■ 提示文章:
また、成形面を有する金型に沿って素材を押圧加工するフローフォーミング加工方法では、押圧加工を繰り返すことにより素材の端部における浮き上がりが小さくなるため、複数の押圧加工を行うことにより製品の欠損を抑制している。本発明のフローフォーミング加工方法によれば、肉盛部が浮き上がりの空間に押し込まれるため、素材の端部の浮き上がりが小さくなるまでの押圧加工の回数を減少することができるという効果がある。
【0009】
また、本発明のフローフォーミング加工方法の一実施態様としては、肉盛部形成工程は、素材の一部を端部側に移動させる第1の加工工程と、素材の成形加工面に肉盛部を形成する第2の加工工程を備えることを特徴とする。
上記フローフォーミング加工方法の一実施態様によれば、肉盛部を形成する第2の加工工程の前段として、素材の一部を、素材の端部方向へ移動させることを目的とする第1の加工工程を行うことで、素材の端部付近の体積を増加させることができる。これにより、第2の加工工程による肉盛部の形成を容易に行うことが可能となる。
【0010】
また、上記課題を解決するための本発明のフローフォーミング加工による成形品の製造方法は、成形面を有する金型と、成形面に沿って加工される素材と、素材を成形面に押圧する加工用治工具を備え、素材の成形加工面には、肉盛部を有するフローフォーミング加工装置を用いることを特徴とするものである。
上記成型品の製造方法によれば、素材の成形加工面に肉盛部を有するため、フローフォーミング加工時における素材の端部の浮き上がる空間に、肉盛部の素材が押し込まれる。そのため、完成した製品の欠損を防ぎ、歩留まりを向上させ生産効率を上げると共に製品の品質を向上させることができる。
また、成形面を有する金型に沿って素材を押圧加工するフローフォーミング加工では、押圧加工を繰り返すことにより素材の端部の浮き上がりが小さくなるため、複数の押圧加工を行うことにより製品の欠損を抑制している。本発明の成型品の製造方法によれば、肉盛部が浮き上がりの空間に押し込まれるため、素材の端部の浮き上がりが小さくなるまでの押圧加工の回数を減少することができるという効果がある。
【0011】
また、本発明の成形品の製造方法の一実施態様としては、成形品は、車両用ホイールであることを特徴とする。
この成形品の製造方法によれば、欠損の少なく、かつ、押圧加工の回数が少ない車両用ホイールの製造方法を提供することができる。
【0012】
また、本発明の成形品のフローフォーミング加工方法に用いる制御プログラムとしては、成形面を有する金型に沿って素材を押圧加工するフローフォーミング加工方法に用いる制御プログラムであって、素材の成形加工面に、肉盛部を形成する肉盛部形成ステップを備えることを特徴とする。
上記制御プログラムによれば、素材の成形加工面に肉盛部を形成する肉盛部形成ステップを有するため、フローフォーミング加工時における素材の端部の浮き上がる空間に、肉盛部の素材が押し込まれる。そのため、完成した製品の欠損を防ぎ、歩留まりを向上させ生産効率を上げると共に製品の品質を向上させることができる。

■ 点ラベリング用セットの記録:

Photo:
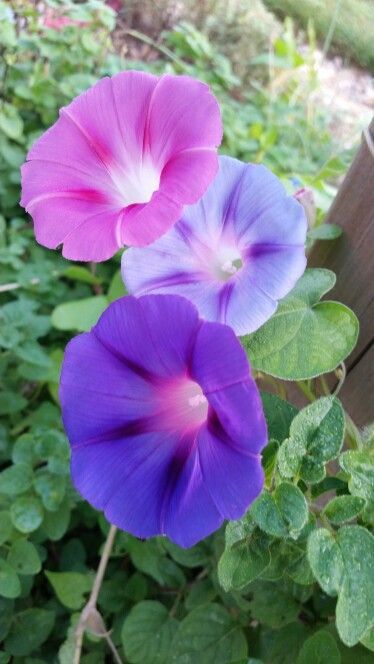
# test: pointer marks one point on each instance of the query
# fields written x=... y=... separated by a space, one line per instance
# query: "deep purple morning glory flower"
x=234 y=254
x=164 y=419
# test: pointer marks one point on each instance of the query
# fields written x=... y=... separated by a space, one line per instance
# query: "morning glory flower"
x=234 y=254
x=164 y=419
x=120 y=163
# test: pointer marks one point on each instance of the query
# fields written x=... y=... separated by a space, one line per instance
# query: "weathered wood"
x=351 y=257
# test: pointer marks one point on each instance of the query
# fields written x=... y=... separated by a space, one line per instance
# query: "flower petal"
x=187 y=174
x=155 y=333
x=108 y=150
x=142 y=224
x=109 y=394
x=218 y=360
x=239 y=413
x=183 y=114
x=233 y=479
x=190 y=513
x=248 y=306
x=127 y=479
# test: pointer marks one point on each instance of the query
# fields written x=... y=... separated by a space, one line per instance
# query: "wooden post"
x=351 y=257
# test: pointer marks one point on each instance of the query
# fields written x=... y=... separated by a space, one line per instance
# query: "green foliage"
x=147 y=633
x=268 y=587
x=208 y=634
x=349 y=20
x=321 y=648
x=305 y=337
x=316 y=436
x=343 y=565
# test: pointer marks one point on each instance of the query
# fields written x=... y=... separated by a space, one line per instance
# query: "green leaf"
x=11 y=122
x=344 y=564
x=321 y=648
x=359 y=465
x=316 y=436
x=55 y=524
x=273 y=605
x=116 y=287
x=26 y=514
x=10 y=586
x=279 y=415
x=283 y=513
x=79 y=273
x=368 y=639
x=343 y=508
x=6 y=613
x=11 y=402
x=208 y=634
x=147 y=633
x=246 y=554
x=202 y=592
x=29 y=630
x=283 y=645
x=6 y=526
x=305 y=337
x=325 y=232
x=51 y=489
x=70 y=587
x=66 y=651
x=24 y=558
x=16 y=479
x=196 y=556
x=79 y=315
x=326 y=560
x=149 y=557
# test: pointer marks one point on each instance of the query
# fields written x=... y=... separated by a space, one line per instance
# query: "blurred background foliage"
x=265 y=74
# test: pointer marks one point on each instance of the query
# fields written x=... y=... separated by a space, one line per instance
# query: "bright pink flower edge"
x=120 y=163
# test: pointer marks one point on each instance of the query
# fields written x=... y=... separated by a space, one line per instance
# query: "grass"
x=352 y=20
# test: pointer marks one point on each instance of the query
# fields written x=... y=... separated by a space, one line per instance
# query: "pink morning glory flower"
x=164 y=419
x=234 y=254
x=120 y=163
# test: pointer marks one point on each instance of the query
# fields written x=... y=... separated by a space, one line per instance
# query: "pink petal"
x=187 y=175
x=183 y=114
x=142 y=224
x=95 y=239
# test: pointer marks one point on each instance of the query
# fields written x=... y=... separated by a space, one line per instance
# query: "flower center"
x=227 y=262
x=184 y=405
x=137 y=185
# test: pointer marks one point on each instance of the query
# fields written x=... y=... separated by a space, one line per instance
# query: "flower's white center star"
x=227 y=262
x=138 y=184
x=184 y=405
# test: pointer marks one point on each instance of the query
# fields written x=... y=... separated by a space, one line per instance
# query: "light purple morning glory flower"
x=164 y=419
x=234 y=254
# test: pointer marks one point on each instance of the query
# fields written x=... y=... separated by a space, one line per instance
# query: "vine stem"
x=341 y=374
x=91 y=604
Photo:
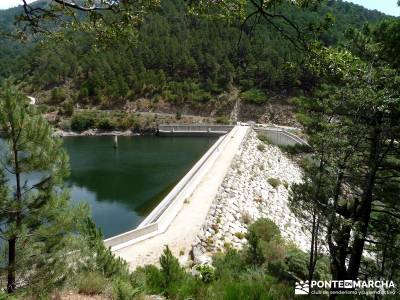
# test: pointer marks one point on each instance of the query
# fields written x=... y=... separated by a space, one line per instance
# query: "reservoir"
x=123 y=185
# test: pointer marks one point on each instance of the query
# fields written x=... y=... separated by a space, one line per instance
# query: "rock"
x=199 y=257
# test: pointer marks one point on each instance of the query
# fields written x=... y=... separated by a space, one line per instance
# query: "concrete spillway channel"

■ 取り組む課題:
a: フローフォーミング加工の文章について、次の(i)〜(iii)がそれぞれ文章と一致するか、はい・いいえで答えてください。判断の根拠となる語句も文章からそのまま引用してください。
(i) 肉盛部形成工程には、素材の一部を端部側に移動させる第1の加工工程と、肉盛部を形成する第2の加工工程を備える実施態様がある。
(ii) 成形品の製造方法の一実施態様では、成形品は航空機用の部品である。
(iii) 本発明によると、素材の端部の浮き上がりが小さくなるまでの押圧加工の回数を増やす必要がある。
b: フローフォーミング加工の文章を、最後の文の後から引き継いで書き進めてください。

■ 回答一覧:
a:
(i) はい。「肉盛部形成工程は、素材の一部を端部側に移動させる第1の加工工程と、素材の成形加工面に肉盛部を形成する第2の加工工程を備える」
(ii) いいえ。「成形品は、車両用ホイールであることを特徴とする」
(iii) いいえ。「素材の端部の浮き上がりが小さくなるまでの押圧加工の回数を減少することができる」

b:
また、成形面を有する金型に沿って素材を押圧加工するフローフォーミング加工では、押圧加工を繰り返すことにより素材の端部の浮き上がりが小さくなるため、複数の押圧加工を行うことにより製品の欠損を抑制している。本発明の制御プログラムによれば、肉盛部が浮き上がりの空間に押し込まれるため、素材の端部の浮き上がりが小さくなるまでの押圧加工の回数を減少することができるという効果がある。
【発明の効果】
【0013】
本発明によれば、素材を成形面に押し付けて成型するフローフォーミング加工において、簡潔な手段によって、完成した製品の欠損を防ぐことができるフローフォーミング加工装置を提供することができる。
【図面の簡単な説明】
【0014】
【
図1】既存のフローフォーミング加工装置を側面から見た場合の断面図であり、既存のフローフォーミング加工装置の構造と動作を示す概略説明図である。(A)フローフォーミング加工前の素材の状態を示す概略説明図である。(B)フローフォーミング加工中の素材の状態を示す概略説明図である。(C)フローフォーミング加工後の素材の状態を示す概略説明図である。
【
図2】本発明の第1の実施態様におけるフローフォーミング加工装置を側面から見た場合の断面図であり、本発明の第1の実施態様におけるフローフォーミング加工装置100の概略説明図である。
【
図3】本発明の第2の実施態様におけるフローフォーミング加工装置を側面から見た場合の断面図であり、本発明の第2の実施態様におけるフローフォーミング加工装置200の概略説明図である。(A)肉盛部形成工程前の素材の状態を示す概略説明図である。(B)肉盛部形成工程後の素材の状態を示す概略説明図である。
【
図4】本発明の第3の実施態様におけるフローフォーミング加工装置を側面から見た場合の断面図であり、本発明の第3の実施態様におけるフローフォーミング加工装置300の概略説明図である。(A)肉盛部形成工程前の素材の状態を示す概略説明図である。(B)肉盛部形成工程における第1工程後の素材の状態を示す概略説明図である。(C)肉盛部形成工程における第2工程後の素材の状態を示す概略説明図である。
【
図5】本発明によるフローフォーミング加工装置を車両用ホイールの成形に使用した状態を示す概略説明図である。(A)ホイールのリムを本発明のフローフォーミング加工装置によって成形する工程を示す概略説明図である。(B)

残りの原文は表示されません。